(WHAT YOU WILL DO) Reproduce the following material word for word, without changing or leaving out anything.

===== RECORDED DATA =====

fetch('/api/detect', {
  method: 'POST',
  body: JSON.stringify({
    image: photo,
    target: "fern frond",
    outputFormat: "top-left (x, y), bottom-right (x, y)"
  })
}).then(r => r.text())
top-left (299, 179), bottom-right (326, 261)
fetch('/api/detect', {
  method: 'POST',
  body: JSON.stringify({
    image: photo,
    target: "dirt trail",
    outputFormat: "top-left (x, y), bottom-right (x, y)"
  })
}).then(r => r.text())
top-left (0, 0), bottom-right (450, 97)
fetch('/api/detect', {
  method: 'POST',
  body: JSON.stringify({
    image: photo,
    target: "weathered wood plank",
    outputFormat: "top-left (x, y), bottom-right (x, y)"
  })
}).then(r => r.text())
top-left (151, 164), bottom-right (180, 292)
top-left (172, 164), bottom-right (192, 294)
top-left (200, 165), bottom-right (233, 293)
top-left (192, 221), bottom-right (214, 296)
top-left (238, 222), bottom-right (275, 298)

=====

(RESPONSE TO THIS EXERCISE)
fetch('/api/detect', {
  method: 'POST',
  body: JSON.stringify({
    image: photo,
    target: "fern frond",
    outputFormat: "top-left (x, y), bottom-right (x, y)"
  })
}).then(r => r.text())
top-left (299, 179), bottom-right (326, 261)
fetch('/api/detect', {
  method: 'POST',
  body: JSON.stringify({
    image: photo,
    target: "dirt trail",
    outputFormat: "top-left (x, y), bottom-right (x, y)"
  })
}).then(r => r.text())
top-left (0, 0), bottom-right (450, 97)
fetch('/api/detect', {
  method: 'POST',
  body: JSON.stringify({
    image: photo,
    target: "weathered wood plank",
    outputFormat: "top-left (x, y), bottom-right (x, y)"
  })
}).then(r => r.text())
top-left (151, 164), bottom-right (180, 292)
top-left (172, 164), bottom-right (192, 294)
top-left (200, 165), bottom-right (233, 293)
top-left (192, 221), bottom-right (214, 296)
top-left (238, 222), bottom-right (275, 298)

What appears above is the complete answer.